▶ **WHAT YOU SHOULD DO**
Lines from the first one down to the one containing "[segment] bird's wing" in the data below are the only ones needed; please return them exactly, both ends included.

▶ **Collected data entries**
■ ■ ■

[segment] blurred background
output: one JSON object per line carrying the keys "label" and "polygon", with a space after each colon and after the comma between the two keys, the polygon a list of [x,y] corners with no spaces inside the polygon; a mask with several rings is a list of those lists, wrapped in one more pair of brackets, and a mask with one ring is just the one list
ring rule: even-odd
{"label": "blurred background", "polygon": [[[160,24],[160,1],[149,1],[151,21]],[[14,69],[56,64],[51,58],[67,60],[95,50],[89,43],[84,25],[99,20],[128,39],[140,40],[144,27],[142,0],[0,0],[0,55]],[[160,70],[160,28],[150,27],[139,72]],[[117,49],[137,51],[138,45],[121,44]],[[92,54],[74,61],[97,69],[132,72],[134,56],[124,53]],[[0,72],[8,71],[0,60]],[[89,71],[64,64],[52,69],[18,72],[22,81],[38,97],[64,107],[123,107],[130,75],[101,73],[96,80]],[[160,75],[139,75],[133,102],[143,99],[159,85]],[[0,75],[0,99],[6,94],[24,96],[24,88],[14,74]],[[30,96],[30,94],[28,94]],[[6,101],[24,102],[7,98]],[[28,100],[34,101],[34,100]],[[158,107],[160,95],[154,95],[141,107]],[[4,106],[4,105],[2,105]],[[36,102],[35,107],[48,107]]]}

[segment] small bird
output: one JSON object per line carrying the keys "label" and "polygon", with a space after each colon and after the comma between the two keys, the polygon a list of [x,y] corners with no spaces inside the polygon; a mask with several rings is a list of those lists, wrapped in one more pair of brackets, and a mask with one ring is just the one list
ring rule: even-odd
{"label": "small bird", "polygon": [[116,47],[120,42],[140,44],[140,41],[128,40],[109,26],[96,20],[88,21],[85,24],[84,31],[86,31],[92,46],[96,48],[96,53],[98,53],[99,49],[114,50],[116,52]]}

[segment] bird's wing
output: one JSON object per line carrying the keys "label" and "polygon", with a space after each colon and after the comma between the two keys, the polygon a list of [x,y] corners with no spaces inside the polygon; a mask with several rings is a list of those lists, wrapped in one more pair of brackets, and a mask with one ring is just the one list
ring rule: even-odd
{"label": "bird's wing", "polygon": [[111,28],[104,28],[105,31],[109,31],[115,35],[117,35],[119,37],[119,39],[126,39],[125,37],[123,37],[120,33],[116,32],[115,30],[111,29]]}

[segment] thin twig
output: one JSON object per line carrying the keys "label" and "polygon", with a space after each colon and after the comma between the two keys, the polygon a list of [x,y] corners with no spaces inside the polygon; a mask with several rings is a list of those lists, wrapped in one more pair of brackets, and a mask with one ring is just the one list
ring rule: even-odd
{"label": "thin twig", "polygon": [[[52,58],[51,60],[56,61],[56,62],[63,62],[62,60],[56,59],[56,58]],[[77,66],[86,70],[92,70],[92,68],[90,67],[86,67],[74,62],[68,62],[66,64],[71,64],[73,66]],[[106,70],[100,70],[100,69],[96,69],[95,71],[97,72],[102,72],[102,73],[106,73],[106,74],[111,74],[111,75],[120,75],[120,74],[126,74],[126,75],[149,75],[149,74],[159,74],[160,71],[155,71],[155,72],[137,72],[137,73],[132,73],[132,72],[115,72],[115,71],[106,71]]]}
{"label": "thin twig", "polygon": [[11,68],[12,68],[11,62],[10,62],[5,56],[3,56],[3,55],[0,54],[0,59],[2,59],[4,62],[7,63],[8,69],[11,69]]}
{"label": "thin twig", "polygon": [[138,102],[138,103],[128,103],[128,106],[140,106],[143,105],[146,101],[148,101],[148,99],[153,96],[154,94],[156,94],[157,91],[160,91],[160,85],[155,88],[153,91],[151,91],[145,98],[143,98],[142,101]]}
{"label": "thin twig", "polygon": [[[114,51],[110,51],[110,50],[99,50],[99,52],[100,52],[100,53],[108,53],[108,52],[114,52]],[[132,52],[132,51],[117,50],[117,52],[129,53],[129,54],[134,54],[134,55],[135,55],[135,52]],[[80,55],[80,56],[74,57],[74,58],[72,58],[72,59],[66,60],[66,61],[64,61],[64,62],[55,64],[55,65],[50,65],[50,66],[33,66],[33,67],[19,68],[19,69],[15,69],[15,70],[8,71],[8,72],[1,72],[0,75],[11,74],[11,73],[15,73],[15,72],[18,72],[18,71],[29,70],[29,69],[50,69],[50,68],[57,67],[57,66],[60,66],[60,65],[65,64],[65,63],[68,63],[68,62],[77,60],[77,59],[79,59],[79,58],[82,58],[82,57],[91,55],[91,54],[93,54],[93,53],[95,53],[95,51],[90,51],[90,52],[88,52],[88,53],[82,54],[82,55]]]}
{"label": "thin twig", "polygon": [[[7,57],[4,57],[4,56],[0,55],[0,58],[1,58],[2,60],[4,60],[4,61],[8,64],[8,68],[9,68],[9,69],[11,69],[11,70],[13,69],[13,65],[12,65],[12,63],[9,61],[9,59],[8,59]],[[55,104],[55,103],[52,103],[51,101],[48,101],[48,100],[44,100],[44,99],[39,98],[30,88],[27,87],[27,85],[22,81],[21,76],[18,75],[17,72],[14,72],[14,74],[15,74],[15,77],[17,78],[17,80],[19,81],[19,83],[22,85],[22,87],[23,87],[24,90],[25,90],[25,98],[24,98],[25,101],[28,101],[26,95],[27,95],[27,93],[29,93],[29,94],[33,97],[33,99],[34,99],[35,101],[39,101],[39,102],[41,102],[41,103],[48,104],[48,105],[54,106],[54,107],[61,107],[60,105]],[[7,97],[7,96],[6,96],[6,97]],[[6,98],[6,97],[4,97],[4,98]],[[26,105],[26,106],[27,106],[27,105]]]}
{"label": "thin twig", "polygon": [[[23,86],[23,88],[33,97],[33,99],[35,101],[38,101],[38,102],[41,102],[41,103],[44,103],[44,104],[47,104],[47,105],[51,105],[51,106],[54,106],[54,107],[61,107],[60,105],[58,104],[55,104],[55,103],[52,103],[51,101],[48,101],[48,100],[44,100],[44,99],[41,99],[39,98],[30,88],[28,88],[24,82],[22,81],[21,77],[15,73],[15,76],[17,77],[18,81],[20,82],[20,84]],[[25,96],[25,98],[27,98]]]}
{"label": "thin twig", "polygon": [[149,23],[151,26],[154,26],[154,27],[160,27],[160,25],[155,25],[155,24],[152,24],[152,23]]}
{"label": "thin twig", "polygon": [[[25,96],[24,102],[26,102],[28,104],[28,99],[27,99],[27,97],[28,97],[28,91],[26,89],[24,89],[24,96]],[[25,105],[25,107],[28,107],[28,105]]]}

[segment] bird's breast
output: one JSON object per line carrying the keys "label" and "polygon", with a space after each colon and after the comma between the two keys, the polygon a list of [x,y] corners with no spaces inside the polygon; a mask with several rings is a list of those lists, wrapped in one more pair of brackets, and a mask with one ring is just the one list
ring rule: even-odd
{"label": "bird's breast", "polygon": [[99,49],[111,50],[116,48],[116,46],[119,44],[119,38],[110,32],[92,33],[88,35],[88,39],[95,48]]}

■ ■ ■

▶ **ANSWER TO THE EXERCISE**
[segment] blurred background
output: one JSON object per line carrying the keys "label" and "polygon", with a space after each colon and after the comma between the two keys, the polygon a list of [x,y] corners with no spaces inside the polygon; a mask with several rings is a list of those lists, wrapped in one more pair of brackets, and a mask with one ring is just the one list
ring rule: even-odd
{"label": "blurred background", "polygon": [[[160,24],[160,1],[149,1],[151,21]],[[14,69],[56,64],[51,58],[67,60],[95,50],[89,43],[84,25],[99,20],[128,39],[140,40],[144,27],[142,0],[0,0],[0,55]],[[160,70],[160,28],[150,27],[139,72]],[[117,49],[137,51],[138,45],[121,44]],[[92,54],[74,61],[97,69],[132,72],[134,56],[124,53]],[[0,72],[8,71],[0,60]],[[89,71],[64,64],[52,69],[18,72],[22,81],[38,97],[64,107],[123,107],[130,75],[101,73],[96,80]],[[160,75],[139,75],[133,102],[143,99],[159,85]],[[0,75],[0,99],[6,94],[24,96],[24,88],[14,74]],[[30,96],[30,94],[28,94]],[[6,101],[24,102],[7,98]],[[28,100],[34,101],[34,100]],[[158,107],[160,95],[154,95],[141,107]],[[4,106],[4,105],[2,105]],[[36,102],[35,107],[48,107]]]}

[segment] small bird
output: one JSON object per line carrying the keys "label" and "polygon", with a space after each colon and after the comma between the two keys, the polygon a list of [x,y] corners with no spaces inside the polygon; a mask with several rings is a list of those lists, wrapped in one more pair of brackets, and a mask with one ring is just the one list
ring rule: even-odd
{"label": "small bird", "polygon": [[116,47],[120,42],[140,44],[140,41],[128,40],[109,26],[96,20],[88,21],[85,24],[84,31],[86,31],[92,46],[96,48],[96,53],[98,53],[99,49],[114,50],[116,52]]}

[segment] bird's wing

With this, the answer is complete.